The plasma will be collected and processed by the Welsh Blood Service from donors who have fully recovered and are virus free.

It will be collected no sooner than 28 days after recovery and has to match the established safe blood donor selection criteria.

Welsh health authorities are set to collect blood donations and give them to patients in ‘the near future’.

The Welsh government said the country was ‘playing a leading role’ in a UK-wide programme to test CP.

Senior professional advisor to the Chief Medical Officer, Dr Gill Richardson, said: ‘The Welsh Government has worked at speed with our expert scientists at the Welsh Blood Service, the Department of Immunology at University Hospital of Wales, critical care consultants and Public Health Wales to launch this innovative scheme.

‘In the absence of any current vaccine or antiviral therapy, it has significant potential to aid the recovery of patients.’

UHW is ‘at the forefront’, in part due to the expertise of its staff, according to Dr Richard Skone, clinical board director for specialist services, the BBC reported. 

Convalescent plasma therapy (CP) was given the green light by medical regulators in the UK in early March in anticipation of the crisis.

It means the NHS patients are allowed to receive the treatment, if a trial is set up. But no large-scale trials have begun yet. 

It’s not clear how many British patients have – or could have – benefitted from the treatment so far, but scientists say CP could be the difference between life or death. 

Health regulators in the US followed the UK to approve CP, but trials are already underway involving more than 1,500 hospitals.

NHSBT is now appealing to people who have recovered from COVID-19 to see if their blood can help critically ill patients in the UK. 

‘NHS Blood and Transplant is preparing to collect COVID-19 convalescent plasma from people who have recovered from this illness,’ a spokeswoman said. 

‘We envisage that this will be initially used in trials as a possible treatment for COVID-19.

‘If fully approved, the trials will investigate whether convalescent plasma transfusions could improve a COVID-19 patient´s speed of recovery and chances of survival,’ the blood service said.

‘We are working closely with the government and all relevant bodies to move through the approvals process as quickly as possible.’

People who have recovered from COVID-19 can register with the NHS if they are interested in donating plasma. They should not just turn up at blood donation centres, NHSBT said. 

Antibodies rise steadily in the blood stream when someone is ill and are thought to peak between 21 and 28 days after recovery, according to the NHS.

Donors must have tested positive for the illness either at home or in hospital, but should now be three to four weeks into their recovery, ideally 29 days.

According to an email sent by NHSBT, plasma can be taken by a machine similar to those used in regular platelet donation.

▶ **DATA LISTING**
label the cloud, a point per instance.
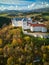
(25, 6)
(32, 5)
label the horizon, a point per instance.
(23, 4)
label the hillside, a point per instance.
(19, 49)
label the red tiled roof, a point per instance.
(34, 25)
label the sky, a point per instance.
(23, 4)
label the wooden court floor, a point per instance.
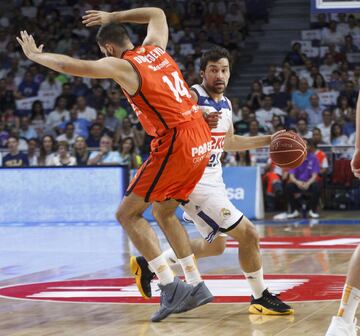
(46, 254)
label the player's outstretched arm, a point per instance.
(355, 162)
(157, 31)
(237, 143)
(108, 67)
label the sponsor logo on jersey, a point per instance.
(150, 57)
(226, 289)
(201, 150)
(225, 213)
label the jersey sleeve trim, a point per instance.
(140, 79)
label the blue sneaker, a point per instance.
(200, 295)
(172, 295)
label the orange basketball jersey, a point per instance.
(163, 99)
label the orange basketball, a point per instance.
(288, 150)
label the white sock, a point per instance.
(162, 270)
(171, 257)
(256, 282)
(349, 303)
(190, 270)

▶ **EXERCISES TO COMPLETE**
1. Answer these questions from the convalescent plasma article:
(a) At the earliest, how many days after recovery will the Welsh Blood Service collect plasma?
(b) When did UK medical regulators approve convalescent plasma therapy?
(c) According to the NHS, between how many days after recovery are antibodies thought to peak?
2. Repeat word for word the part of the convalescent plasma article that opens with the words containing "Antibodies rise steadily" and closes with "regular platelet donation.".
You can set the rows aside.

▶ **ANSWERS IN ORDER**
1.
(a) 28 days
(b) In early March
(c) Between 21 and 28 days

2.
Antibodies rise steadily in the blood stream when someone is ill and are thought to peak between 21 and 28 days after recovery, according to the NHS.

Donors must have tested positive for the illness either at home or in hospital, but should now be three to four weeks into their recovery, ideally 29 days.

According to an email sent by NHSBT, plasma can be taken by a machine similar to those used in regular platelet donation.